> _Source passage_:

Background: Cardiac transplantation is a limited option for end-stage heart failure because of the shortage of donor organs. Left-ventricular assist devices (LVADs) are currently under investigation as permanent therapy for end-stage heart failure, but long-term successful device implantation is limited because of a high rate of serious infections. To examine the relation between LVAD-related infection and host immunity, we investigated immune responses in LVAD recipients.
Methods: We compared the rate of candidal infection in 78 patients with New York Heart Association class IV heart failure who received either an LVAD (n=40) or medical management (controls, n=38). Fluorochrome-labelled monoclonal antibodies were used in analyses of T-cell phenotype. Analysis of T-cell function included intradermal responses to recall antigens and proliferative responses after stimulation by phytohaemagglutinin, monoclonal antibodies to CD3, and mixed lymphocyte culture. We measured T-cell apoptosis in vivo by annexin V binding, and confirmed the result by assessment of DNA fragmentation. Activation-induced T-cell death was measured after T-cell stimulation with antibodies to CD3. All immunological tests were done at least 1 month after LVAD implantation. Between-group comparisons were by Kaplan-Meier actuarial analysis and Student's t test.

> _Recorded information_:
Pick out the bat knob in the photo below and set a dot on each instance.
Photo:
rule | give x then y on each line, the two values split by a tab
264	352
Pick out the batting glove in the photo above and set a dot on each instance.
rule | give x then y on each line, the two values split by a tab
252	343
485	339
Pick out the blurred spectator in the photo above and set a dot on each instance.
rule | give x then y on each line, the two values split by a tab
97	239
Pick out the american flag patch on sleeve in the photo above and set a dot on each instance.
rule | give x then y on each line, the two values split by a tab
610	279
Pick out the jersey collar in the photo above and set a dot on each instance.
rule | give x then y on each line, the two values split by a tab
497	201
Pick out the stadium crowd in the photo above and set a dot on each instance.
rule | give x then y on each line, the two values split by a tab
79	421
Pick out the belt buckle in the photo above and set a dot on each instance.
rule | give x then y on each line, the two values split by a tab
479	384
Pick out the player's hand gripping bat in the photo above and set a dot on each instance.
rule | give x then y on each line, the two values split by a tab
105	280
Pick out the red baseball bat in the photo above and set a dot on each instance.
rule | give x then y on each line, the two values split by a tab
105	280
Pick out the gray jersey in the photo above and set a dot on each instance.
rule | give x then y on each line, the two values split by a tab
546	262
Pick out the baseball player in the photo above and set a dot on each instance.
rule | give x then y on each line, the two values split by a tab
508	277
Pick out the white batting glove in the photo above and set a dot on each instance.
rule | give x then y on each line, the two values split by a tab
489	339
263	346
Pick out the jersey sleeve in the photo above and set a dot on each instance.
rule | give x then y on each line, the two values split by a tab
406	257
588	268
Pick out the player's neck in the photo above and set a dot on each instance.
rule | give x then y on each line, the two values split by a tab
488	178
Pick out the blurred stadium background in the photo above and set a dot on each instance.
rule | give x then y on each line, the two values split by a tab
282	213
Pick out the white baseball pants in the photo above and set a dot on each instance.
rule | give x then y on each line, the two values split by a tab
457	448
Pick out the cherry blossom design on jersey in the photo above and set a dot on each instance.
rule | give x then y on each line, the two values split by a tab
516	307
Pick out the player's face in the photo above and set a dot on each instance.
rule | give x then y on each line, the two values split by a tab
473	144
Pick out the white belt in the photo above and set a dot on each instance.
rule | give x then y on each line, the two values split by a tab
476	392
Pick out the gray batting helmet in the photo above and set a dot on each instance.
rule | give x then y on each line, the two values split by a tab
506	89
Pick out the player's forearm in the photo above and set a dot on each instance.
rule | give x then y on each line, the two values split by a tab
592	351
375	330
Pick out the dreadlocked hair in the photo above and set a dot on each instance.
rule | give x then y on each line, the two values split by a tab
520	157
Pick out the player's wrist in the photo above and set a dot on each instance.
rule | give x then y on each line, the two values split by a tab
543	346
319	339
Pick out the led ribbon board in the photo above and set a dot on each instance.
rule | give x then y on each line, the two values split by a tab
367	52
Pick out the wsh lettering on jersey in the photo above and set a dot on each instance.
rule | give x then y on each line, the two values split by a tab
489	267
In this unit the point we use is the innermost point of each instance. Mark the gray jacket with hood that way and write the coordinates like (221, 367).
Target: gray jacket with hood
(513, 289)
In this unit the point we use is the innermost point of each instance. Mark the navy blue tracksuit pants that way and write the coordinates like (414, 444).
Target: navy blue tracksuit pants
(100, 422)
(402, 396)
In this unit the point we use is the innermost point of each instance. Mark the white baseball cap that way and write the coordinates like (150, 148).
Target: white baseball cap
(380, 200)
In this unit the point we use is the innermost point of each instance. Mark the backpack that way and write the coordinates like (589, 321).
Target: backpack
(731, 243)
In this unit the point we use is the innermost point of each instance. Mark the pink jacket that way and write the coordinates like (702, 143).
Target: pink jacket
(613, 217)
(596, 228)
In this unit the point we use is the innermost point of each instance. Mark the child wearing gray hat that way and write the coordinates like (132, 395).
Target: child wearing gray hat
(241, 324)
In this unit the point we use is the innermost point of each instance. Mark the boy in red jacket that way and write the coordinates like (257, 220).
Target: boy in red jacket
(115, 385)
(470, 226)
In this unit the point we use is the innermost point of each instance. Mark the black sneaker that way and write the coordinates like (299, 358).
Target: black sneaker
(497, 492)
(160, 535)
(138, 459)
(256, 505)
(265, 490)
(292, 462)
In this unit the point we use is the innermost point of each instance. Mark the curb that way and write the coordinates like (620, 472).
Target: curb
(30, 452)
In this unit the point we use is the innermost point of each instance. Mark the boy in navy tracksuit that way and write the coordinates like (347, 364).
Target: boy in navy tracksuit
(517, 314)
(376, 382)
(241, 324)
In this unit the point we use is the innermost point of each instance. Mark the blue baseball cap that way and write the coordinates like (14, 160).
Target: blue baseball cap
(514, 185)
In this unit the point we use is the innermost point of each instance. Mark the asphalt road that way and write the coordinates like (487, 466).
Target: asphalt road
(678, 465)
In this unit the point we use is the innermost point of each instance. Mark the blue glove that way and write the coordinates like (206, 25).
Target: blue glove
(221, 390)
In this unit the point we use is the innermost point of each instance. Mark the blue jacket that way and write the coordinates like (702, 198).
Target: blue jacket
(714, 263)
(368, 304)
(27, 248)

> _Exercise set_:
A – Decide whether each statement below agrees with the LVAD study abstract. Answer yes or no for each, and quote the words of the abstract that settle it.
(i) Of the 78 patients compared, 40 received an LVAD.
(ii) The immunological tests were done within the first week after LVAD implantation.
(iii) Between-group comparisons used a chi-square test.
B – Continue the LVAD study abstract from the end of its Methods section.

> _Answers below_:
A –
(i) Yes: "78 patients with New York Heart Association class IV heart failure who received either an LVAD (n=40) or medical management (controls, n=38)"
(ii) No: "All immunological tests were done at least 1 month after LVAD implantation."
(iii) No: "Between-group comparisons were by Kaplan-Meier actuarial analysis and Student's t test."

B –
Findings: By 3 months after implantation of LVAD, the risk of developing candidal infection was 28% in LVAD recipients, compared with 3% in controls (p=0.003). LVAD recipients had cutaneous anergy to recall antigens and lower (<70%) T-cell proliferative responses than controls after activation via the T-cell receptor complex (p<0.001). T cells from LVAD recipients had higher surface expression of CD95 (Fas) (p<0.001) and a higher rate of spontaneous apoptosis (p<0.001) than controls. Moreover, after stimulation with antibodies to CD3, CD4 T-cell death increased by 3.2-fold in LVAD recipients compared with only 1.2-fold in controls (p<0.05).
Interpretation: LVAD implantation results in an aberrant state of T-cell activation, heightened susceptibility of CD4 T cells to activation-induced cell death, progressive defects in cellular immunity, and increased risk of opportunistic infection.